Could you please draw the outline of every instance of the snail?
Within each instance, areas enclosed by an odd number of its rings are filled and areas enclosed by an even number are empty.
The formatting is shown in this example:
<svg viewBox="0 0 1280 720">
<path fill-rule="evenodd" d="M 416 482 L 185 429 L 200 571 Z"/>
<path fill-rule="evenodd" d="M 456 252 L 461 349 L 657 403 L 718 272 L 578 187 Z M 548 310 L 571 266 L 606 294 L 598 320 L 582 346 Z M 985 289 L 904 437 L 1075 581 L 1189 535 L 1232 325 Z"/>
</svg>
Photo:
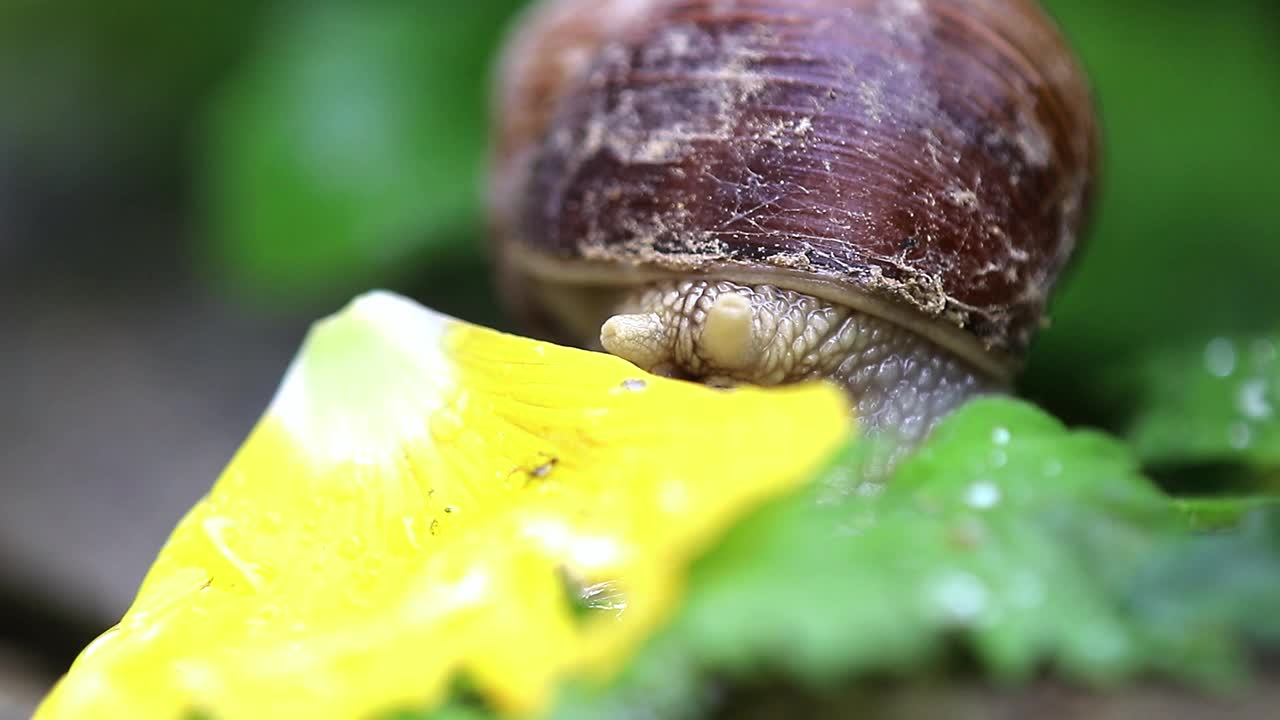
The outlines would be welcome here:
:::::
* Exercise goal: Your job is to copy each entry exactly as written; the pictures do not go in.

* Task solution:
Could you please draw the outline of every instance of the snail?
Within each instance, areas enclosed by an odd number of its rings are filled and areas enclosed by an even number are empty.
The formatting is shown in this example:
<svg viewBox="0 0 1280 720">
<path fill-rule="evenodd" d="M 416 482 L 185 429 L 200 571 Z"/>
<path fill-rule="evenodd" d="M 456 252 L 461 349 L 657 403 L 718 272 L 578 187 Z M 548 310 L 571 266 L 606 294 L 598 320 L 582 346 Z M 985 289 L 904 437 L 1075 581 L 1189 535 L 1232 325 Z"/>
</svg>
Photo:
The outlines would be welcome here:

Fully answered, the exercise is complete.